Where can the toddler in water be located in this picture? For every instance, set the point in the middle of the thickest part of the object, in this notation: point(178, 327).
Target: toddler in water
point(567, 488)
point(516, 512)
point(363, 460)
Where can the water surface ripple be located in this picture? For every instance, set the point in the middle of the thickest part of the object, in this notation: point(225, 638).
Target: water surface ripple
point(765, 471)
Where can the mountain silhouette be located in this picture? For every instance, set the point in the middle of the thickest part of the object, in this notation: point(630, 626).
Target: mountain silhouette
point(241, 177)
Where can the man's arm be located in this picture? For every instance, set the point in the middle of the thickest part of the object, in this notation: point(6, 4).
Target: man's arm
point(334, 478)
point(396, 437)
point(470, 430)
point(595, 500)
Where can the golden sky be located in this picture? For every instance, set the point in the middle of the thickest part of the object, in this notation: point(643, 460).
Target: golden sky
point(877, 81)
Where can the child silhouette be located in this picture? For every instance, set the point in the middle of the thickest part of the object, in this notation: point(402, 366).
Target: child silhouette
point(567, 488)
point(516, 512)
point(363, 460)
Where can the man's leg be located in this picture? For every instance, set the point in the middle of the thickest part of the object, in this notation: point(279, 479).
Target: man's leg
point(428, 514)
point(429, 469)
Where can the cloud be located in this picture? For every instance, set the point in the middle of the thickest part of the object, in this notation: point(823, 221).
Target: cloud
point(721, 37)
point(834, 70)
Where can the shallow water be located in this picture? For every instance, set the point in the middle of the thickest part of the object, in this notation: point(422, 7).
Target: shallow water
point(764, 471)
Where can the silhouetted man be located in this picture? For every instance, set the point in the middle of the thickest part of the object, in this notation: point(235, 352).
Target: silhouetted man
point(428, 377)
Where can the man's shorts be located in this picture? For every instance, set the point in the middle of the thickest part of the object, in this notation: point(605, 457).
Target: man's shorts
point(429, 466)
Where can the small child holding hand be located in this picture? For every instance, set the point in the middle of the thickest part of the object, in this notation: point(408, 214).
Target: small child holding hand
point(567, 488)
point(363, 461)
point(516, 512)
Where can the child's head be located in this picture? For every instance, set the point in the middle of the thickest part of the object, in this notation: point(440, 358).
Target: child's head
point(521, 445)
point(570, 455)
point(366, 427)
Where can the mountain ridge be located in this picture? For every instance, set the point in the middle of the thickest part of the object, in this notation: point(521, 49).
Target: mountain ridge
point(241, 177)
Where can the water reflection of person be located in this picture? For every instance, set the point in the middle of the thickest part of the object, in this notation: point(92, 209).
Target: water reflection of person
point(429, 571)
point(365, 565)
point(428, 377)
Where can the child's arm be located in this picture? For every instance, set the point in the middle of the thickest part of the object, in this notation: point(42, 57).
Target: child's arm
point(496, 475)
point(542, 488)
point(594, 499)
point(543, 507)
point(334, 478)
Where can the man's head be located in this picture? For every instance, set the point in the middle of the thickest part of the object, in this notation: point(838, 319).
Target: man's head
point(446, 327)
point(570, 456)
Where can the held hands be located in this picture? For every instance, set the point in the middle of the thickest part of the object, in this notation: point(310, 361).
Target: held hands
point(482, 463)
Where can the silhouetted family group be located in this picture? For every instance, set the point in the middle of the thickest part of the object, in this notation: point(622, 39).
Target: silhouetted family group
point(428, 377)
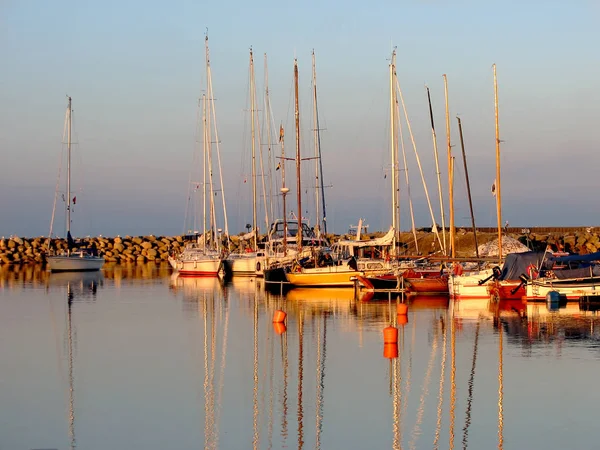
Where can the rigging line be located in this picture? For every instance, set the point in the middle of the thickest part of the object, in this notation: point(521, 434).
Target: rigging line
point(410, 204)
point(261, 161)
point(194, 162)
point(435, 230)
point(470, 389)
point(267, 120)
point(219, 161)
point(62, 152)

What needs to be done: An exact copy of the lines above, from the one containing "Where can the golden" down to the one containing "Where can the child silhouette" and including both, is the whole answer; retype it and nothing else.

Answer area:
Where can the golden sky be located in this picture? For every instance, set the point in the middle of the thickest part of the object, in this notation: point(643, 460).
Target: golden sky
point(877, 81)
Where can the child silhouette be located in this picture? For every instance, set the point in the middle of the thickest part of the object, in this notation: point(402, 366).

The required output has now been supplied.